→ **About this task**: Filter the records below and copy every line containing the word "Note".

→ **Material supplied**:
════════

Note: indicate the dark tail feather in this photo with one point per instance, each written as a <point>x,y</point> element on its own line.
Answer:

════════

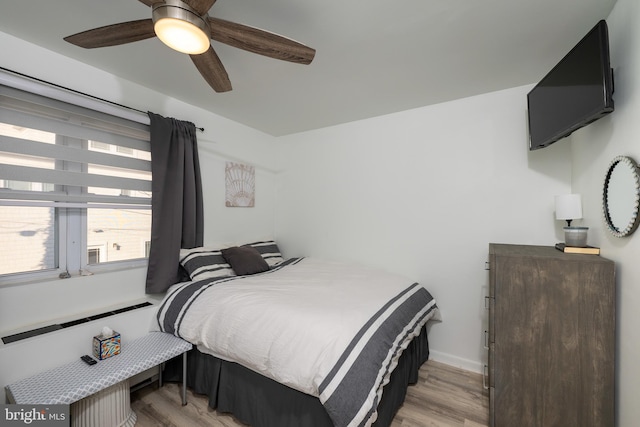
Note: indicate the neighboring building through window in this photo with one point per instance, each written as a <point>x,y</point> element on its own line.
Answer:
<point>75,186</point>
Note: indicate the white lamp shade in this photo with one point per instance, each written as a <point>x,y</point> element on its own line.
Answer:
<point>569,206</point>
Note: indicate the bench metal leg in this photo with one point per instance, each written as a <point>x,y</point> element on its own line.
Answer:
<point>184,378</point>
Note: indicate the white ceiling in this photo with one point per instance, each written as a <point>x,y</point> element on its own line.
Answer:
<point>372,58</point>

════════

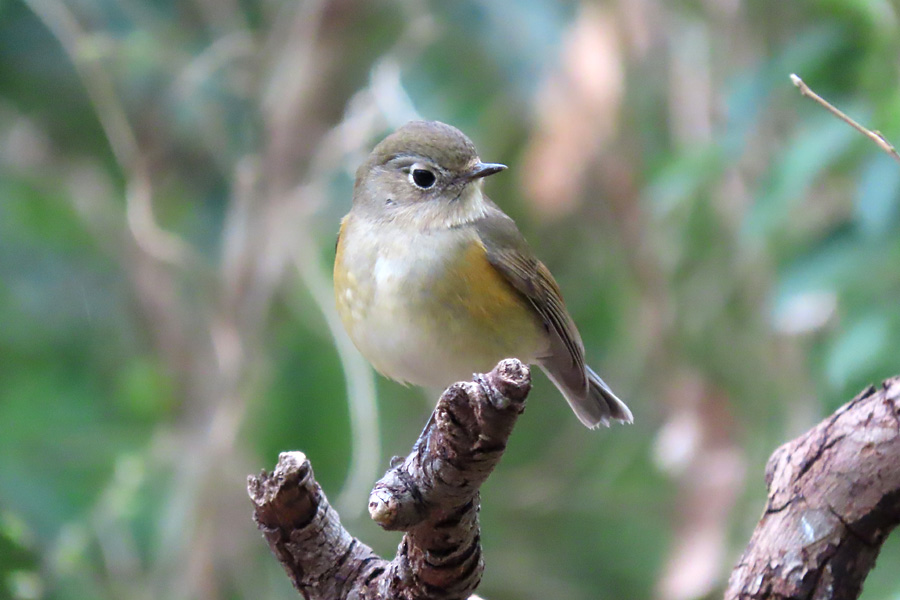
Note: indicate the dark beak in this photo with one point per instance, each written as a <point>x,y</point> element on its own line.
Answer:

════════

→ **Response area**:
Note: indicate the dark tail feather in this photo with one point per instance, each written as a <point>x,y</point> element on its own line.
Note: indicate the neighboring building through window in this photo with one point per instance, each written as a <point>x,y</point> element on its own line.
Note: indicate the white lamp shade in this photo with one point per instance, each written as a <point>x,y</point> element on its own line.
Note: indicate the bench metal leg in this photo with one point per instance, each written as a <point>x,y</point> element on its own line.
Note: indicate the white ceiling in this photo with one point per instance, each written as a <point>x,y</point> element on its own line.
Note: indicate the dark beak in this photo with one point per instance, each written as a <point>x,y</point> element on its own line.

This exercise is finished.